SET PROBLEM
Which lines of the listing below contain the word "flower", with case matching? Locate each of those lines and copy it.

DATA TO USE

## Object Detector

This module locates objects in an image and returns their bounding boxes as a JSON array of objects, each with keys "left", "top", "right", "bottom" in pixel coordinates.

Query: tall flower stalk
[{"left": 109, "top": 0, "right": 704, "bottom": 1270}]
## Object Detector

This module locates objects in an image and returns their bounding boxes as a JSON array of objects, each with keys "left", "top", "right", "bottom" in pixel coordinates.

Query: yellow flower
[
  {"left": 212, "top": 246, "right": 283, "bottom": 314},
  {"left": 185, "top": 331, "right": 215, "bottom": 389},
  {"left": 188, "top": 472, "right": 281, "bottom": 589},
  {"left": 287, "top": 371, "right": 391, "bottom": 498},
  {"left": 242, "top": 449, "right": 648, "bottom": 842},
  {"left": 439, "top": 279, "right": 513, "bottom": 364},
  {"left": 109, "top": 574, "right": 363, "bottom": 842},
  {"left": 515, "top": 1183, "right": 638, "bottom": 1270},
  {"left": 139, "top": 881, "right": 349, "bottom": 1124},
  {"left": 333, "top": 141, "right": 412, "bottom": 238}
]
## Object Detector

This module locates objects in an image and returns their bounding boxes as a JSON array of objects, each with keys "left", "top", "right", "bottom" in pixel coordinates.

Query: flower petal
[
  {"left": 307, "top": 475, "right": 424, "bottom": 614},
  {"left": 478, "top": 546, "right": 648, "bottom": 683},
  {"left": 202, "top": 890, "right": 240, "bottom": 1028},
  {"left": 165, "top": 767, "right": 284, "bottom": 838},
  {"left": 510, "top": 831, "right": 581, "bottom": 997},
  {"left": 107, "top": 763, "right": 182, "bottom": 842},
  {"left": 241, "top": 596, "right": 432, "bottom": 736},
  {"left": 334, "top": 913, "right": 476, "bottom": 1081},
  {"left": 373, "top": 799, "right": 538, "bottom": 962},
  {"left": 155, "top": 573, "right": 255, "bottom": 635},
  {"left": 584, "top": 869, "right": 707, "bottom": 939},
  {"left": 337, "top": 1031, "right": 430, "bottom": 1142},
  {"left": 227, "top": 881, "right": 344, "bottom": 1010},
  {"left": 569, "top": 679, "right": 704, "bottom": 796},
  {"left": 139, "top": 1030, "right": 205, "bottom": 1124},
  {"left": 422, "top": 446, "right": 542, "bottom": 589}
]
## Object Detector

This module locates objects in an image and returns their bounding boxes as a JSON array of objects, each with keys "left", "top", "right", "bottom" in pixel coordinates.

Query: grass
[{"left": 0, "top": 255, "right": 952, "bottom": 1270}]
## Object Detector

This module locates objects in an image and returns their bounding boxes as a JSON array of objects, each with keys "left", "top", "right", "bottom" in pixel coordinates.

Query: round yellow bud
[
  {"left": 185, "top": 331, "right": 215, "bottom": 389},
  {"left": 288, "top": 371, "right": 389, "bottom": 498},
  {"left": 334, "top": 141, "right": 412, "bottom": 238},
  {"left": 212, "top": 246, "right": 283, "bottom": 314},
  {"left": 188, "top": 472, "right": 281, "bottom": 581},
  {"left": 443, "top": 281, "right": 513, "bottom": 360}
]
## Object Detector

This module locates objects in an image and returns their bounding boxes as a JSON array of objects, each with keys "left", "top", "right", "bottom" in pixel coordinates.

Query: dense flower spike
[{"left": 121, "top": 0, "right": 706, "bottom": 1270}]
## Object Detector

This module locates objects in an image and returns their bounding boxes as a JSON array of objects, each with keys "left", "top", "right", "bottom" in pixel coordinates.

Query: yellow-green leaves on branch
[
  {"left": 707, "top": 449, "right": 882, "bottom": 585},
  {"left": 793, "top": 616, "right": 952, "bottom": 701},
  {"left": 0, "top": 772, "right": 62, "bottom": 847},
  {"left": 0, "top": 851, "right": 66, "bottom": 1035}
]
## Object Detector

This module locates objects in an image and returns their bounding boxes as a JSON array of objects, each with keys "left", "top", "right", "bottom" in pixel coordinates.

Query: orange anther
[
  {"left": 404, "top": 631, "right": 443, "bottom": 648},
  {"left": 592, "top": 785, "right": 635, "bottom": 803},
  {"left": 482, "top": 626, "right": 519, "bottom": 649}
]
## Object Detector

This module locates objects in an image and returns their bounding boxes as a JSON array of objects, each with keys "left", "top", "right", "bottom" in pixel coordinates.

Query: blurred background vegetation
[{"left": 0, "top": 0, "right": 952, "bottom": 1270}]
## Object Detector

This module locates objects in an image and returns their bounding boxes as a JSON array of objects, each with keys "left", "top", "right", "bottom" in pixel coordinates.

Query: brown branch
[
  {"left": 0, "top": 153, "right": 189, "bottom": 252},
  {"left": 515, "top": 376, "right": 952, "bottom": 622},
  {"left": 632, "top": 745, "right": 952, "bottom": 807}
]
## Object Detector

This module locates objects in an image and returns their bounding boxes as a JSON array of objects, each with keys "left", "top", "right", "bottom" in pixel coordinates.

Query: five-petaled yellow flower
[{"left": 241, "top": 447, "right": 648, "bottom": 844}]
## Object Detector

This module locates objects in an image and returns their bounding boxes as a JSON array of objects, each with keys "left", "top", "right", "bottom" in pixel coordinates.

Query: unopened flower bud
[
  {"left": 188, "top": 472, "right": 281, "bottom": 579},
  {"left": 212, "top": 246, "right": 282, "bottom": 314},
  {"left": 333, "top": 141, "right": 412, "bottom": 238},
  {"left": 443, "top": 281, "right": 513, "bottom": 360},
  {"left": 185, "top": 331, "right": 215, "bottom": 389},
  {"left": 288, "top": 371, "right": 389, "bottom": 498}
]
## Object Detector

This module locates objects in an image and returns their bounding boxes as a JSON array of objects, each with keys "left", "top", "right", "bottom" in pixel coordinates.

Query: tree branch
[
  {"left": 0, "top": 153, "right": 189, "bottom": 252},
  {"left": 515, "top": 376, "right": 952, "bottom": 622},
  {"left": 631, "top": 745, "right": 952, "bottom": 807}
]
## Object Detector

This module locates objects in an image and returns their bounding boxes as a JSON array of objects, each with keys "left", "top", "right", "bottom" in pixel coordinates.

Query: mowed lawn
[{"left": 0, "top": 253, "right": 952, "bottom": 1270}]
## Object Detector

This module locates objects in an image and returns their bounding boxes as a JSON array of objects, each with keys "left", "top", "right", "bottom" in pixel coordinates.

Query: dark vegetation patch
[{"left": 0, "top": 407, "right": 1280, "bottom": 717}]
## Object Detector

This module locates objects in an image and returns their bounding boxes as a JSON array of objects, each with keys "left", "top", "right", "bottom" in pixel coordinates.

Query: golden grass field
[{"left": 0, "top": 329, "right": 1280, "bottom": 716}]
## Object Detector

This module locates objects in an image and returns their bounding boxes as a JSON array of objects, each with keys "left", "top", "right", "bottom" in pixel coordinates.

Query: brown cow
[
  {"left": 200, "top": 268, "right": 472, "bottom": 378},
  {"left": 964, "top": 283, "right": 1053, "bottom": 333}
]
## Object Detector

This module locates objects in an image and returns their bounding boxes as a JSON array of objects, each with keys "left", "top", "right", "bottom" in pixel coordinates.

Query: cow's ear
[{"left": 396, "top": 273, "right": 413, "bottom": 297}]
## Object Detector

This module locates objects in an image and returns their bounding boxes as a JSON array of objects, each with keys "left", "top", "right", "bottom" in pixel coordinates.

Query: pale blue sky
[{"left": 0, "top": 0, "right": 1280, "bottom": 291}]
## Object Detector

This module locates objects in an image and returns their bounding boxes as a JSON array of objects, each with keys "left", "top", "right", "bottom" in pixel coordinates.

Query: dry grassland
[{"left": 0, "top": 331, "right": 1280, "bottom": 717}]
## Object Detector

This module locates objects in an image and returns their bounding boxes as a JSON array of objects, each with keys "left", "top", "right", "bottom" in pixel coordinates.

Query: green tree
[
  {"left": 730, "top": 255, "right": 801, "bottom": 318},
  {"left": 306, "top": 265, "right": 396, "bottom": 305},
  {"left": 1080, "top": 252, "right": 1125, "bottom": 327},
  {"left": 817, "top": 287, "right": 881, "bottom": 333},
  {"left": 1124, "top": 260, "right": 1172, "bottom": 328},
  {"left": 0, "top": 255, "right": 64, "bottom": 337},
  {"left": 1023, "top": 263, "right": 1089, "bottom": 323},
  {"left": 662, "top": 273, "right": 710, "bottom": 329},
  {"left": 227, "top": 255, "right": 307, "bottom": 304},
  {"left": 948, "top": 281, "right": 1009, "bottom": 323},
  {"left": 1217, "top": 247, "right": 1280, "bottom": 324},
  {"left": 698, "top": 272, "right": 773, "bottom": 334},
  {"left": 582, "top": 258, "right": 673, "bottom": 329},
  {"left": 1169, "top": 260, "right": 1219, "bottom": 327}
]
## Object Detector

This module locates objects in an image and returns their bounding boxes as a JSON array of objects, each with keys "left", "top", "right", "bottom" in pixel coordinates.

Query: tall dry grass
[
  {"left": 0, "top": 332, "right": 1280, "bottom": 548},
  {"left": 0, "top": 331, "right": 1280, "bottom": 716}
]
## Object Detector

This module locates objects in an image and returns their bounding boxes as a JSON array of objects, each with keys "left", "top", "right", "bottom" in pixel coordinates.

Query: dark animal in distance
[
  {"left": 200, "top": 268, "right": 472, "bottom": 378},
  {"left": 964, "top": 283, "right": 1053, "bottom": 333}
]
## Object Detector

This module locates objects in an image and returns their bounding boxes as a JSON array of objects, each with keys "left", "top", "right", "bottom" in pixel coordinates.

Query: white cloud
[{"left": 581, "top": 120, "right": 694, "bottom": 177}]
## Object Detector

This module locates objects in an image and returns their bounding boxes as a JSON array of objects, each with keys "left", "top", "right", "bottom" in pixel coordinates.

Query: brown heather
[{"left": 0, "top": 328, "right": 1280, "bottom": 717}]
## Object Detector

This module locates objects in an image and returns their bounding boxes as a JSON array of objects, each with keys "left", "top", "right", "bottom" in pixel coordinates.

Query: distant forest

WRITTEN RESPONSE
Query: tall flower stalk
Query: yellow flower
Query: flower petal
Query: dense flower spike
Query: five-petaled yellow flower
Query: unopened flower bud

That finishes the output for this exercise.